— CHALLENGE —
Copy the records below verbatim, beginning at the line that contains "Task: please point out the sunlit" and stopping after the line that contains "<point>1010,288</point>". Include both of those lines and nothing outside them.

— DATASET EXCERPTS —
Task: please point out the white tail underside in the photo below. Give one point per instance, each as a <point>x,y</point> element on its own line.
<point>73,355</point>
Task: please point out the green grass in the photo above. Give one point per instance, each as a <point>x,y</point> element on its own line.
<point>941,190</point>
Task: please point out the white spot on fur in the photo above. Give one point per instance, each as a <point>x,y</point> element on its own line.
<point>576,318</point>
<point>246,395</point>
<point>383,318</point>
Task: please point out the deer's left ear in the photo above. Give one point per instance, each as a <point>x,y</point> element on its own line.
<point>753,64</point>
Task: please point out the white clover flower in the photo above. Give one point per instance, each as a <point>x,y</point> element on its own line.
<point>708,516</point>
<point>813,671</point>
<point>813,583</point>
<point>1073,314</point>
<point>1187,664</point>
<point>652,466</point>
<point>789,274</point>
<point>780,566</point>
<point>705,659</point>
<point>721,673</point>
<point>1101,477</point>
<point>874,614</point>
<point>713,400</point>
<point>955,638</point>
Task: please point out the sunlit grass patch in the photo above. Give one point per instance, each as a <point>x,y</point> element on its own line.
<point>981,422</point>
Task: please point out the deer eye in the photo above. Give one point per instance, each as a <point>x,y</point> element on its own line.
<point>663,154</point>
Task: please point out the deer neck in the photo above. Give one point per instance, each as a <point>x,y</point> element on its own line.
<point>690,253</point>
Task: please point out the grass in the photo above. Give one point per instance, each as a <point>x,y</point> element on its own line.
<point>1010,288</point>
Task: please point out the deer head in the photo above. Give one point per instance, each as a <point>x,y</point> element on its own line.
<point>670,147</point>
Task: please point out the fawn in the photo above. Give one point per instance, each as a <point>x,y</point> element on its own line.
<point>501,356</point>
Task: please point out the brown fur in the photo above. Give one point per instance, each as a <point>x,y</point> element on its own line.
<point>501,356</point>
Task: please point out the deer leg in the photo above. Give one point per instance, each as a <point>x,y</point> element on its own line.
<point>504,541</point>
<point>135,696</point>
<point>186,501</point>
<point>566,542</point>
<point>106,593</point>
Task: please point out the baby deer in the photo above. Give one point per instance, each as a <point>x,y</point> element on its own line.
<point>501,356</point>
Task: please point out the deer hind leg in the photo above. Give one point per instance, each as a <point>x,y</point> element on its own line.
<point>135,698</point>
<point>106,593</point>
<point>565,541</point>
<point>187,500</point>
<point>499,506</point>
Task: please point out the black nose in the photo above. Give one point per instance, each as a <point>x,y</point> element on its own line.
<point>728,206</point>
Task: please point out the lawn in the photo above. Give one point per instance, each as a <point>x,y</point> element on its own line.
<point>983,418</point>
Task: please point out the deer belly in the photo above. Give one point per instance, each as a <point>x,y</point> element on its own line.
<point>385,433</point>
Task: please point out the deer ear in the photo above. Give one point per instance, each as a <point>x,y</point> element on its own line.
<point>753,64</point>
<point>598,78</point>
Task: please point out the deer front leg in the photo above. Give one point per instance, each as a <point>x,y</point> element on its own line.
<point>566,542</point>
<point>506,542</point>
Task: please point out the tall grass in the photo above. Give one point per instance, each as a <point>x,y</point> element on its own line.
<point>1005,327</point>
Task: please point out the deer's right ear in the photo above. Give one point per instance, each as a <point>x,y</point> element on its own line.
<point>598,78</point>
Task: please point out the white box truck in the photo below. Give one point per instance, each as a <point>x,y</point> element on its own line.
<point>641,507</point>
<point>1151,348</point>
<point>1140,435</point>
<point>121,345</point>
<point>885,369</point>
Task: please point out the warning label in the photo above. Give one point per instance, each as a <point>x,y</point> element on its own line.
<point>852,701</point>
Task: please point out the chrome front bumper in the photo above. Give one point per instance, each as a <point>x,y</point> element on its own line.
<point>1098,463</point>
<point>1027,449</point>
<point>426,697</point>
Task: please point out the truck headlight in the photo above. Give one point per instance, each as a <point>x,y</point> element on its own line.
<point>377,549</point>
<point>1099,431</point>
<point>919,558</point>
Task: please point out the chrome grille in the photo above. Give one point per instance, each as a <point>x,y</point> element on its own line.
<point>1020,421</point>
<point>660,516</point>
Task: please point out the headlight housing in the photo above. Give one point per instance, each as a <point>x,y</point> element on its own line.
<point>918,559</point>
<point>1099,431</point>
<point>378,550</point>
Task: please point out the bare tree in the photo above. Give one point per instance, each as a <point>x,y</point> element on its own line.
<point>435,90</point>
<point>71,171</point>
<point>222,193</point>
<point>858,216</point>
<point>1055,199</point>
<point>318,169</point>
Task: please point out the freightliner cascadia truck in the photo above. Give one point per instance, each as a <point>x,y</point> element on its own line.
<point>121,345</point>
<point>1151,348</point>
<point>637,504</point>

— ANSWER TO THE TASK —
Task: please point out the sunlit grass patch in the photo above. Give one point per instance, each as a <point>x,y</point> element on its own line.
<point>981,422</point>
Task: please point out the deer eye in the photo above. Give one point per instance, each as a <point>x,y</point> element on its own line.
<point>663,154</point>
Task: please point out the deer neck in the photo above. Give one point per instance, each as a <point>x,y</point> element on its own line.
<point>690,253</point>
Task: please point out the grass in the photo above. Give one point per instance, each as a <point>x,y</point> element on its own line.
<point>1010,288</point>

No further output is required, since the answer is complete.